§ **Challenge**:
Give the listing as a Markdown table with the columns Row and Listing line, starting with the line that contains "# point at: diver's" and going on through the line that contains "# point at: person in", both included. Leave out any blank lines.

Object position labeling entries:
================

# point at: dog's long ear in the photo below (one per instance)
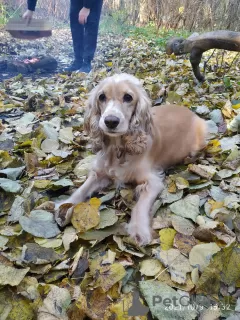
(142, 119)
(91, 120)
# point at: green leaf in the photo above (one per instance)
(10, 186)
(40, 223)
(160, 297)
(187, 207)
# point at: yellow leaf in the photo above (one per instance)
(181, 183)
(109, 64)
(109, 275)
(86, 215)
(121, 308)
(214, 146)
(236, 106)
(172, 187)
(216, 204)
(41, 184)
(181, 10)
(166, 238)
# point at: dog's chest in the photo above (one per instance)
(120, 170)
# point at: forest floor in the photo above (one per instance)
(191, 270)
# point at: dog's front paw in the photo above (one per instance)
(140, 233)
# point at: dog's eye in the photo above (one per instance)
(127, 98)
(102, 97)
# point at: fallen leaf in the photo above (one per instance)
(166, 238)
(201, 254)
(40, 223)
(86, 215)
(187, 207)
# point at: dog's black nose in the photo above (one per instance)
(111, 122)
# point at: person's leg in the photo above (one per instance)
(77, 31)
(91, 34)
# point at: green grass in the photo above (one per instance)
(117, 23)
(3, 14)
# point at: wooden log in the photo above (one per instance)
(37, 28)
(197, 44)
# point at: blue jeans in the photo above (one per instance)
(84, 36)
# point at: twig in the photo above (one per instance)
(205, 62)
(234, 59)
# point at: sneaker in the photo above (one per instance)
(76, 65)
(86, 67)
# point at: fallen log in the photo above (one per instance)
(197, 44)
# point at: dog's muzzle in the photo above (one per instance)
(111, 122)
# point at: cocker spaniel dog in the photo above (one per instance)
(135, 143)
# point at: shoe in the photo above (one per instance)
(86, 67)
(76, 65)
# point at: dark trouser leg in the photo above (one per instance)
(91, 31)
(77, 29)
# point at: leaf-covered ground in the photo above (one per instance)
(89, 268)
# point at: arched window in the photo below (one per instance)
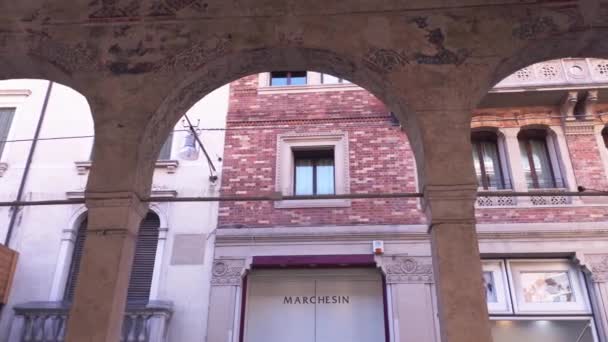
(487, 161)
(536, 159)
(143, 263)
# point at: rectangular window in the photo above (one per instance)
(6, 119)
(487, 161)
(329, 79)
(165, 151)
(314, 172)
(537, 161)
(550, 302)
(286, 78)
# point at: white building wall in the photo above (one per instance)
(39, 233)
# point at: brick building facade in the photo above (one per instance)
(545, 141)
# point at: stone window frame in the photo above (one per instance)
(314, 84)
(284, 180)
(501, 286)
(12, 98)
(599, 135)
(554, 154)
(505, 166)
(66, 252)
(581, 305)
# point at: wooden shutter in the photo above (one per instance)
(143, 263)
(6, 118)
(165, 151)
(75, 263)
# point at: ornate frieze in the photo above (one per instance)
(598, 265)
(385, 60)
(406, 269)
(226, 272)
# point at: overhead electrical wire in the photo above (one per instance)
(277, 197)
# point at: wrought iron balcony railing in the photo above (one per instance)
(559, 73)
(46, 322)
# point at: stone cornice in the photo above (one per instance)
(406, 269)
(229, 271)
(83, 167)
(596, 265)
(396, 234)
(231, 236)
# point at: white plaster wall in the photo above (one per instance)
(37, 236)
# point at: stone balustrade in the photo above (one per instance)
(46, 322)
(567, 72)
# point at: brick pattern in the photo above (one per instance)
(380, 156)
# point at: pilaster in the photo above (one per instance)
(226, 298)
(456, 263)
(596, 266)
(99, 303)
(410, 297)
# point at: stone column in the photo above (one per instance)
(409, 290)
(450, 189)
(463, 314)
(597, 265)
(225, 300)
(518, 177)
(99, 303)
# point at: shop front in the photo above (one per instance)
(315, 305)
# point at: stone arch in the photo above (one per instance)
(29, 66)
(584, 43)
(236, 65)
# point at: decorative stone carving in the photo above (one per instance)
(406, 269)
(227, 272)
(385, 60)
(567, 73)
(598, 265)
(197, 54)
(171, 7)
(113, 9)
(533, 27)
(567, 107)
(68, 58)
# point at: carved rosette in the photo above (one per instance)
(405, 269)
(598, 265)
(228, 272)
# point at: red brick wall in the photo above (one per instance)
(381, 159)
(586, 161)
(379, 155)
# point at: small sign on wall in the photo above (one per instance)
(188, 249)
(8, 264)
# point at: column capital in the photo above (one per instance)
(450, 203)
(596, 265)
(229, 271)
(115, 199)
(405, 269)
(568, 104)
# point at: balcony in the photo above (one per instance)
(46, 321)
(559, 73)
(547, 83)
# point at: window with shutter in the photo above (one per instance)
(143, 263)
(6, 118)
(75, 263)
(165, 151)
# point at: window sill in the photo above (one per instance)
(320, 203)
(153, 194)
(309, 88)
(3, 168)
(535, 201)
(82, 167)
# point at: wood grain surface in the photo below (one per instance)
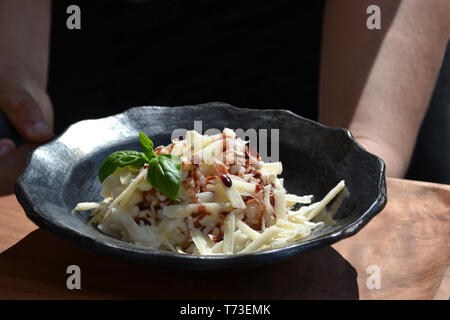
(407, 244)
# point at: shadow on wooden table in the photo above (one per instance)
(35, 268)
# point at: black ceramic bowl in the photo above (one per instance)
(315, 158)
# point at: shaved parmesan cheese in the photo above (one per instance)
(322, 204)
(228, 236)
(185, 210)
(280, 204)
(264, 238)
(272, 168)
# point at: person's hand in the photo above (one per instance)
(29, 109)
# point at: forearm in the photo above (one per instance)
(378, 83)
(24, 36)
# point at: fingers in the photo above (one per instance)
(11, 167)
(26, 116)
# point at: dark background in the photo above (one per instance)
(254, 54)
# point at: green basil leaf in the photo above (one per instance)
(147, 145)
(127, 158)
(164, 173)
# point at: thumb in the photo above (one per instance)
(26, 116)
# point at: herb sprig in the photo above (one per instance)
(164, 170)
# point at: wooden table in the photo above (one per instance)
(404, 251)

================

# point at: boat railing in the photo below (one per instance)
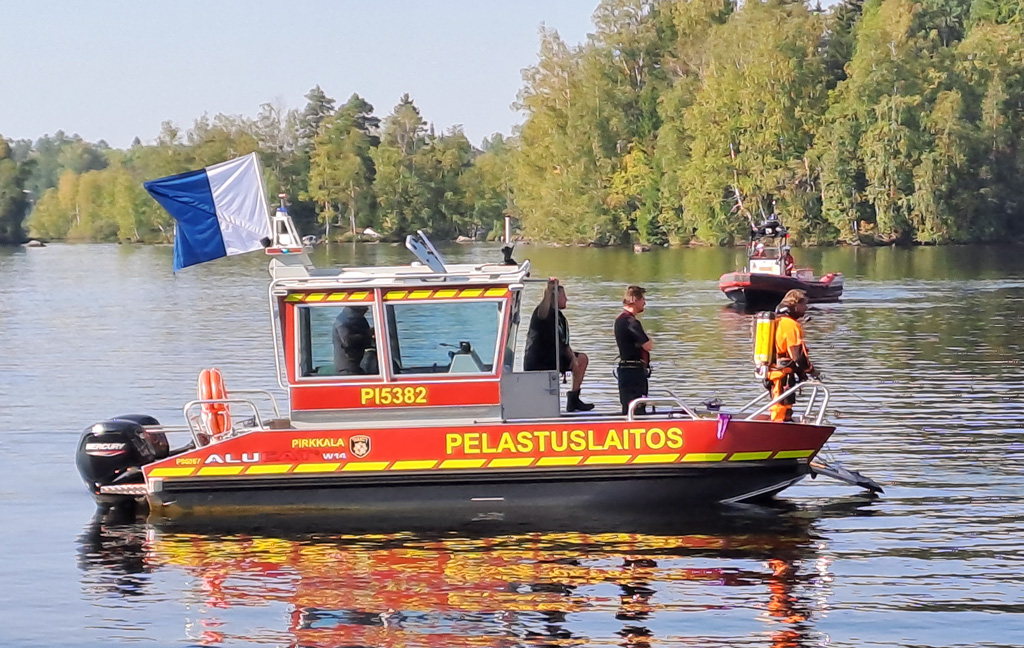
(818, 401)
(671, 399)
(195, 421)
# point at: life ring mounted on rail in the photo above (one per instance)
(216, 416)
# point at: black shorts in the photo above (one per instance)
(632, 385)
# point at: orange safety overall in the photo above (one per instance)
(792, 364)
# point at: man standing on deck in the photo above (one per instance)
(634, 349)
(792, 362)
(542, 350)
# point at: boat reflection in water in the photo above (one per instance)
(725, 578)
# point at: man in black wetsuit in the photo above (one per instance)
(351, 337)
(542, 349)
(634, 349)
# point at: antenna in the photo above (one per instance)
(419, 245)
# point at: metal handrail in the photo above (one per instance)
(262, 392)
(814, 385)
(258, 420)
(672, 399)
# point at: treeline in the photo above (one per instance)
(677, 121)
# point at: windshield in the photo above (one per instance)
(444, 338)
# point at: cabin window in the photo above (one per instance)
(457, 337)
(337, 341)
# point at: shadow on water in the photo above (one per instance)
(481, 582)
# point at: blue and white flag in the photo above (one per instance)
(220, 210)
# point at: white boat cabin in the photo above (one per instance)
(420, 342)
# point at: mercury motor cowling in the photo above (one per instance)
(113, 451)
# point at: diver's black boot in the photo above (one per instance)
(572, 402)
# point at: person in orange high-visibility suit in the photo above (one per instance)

================

§ **Correct output**:
| Row | Listing line |
|---|---|
| 1 | # point at: diver's black boot in the photo above (one per instance) |
| 2 | (572, 402) |
| 3 | # point at: person in orange high-visibility suit in the photo above (one per instance) |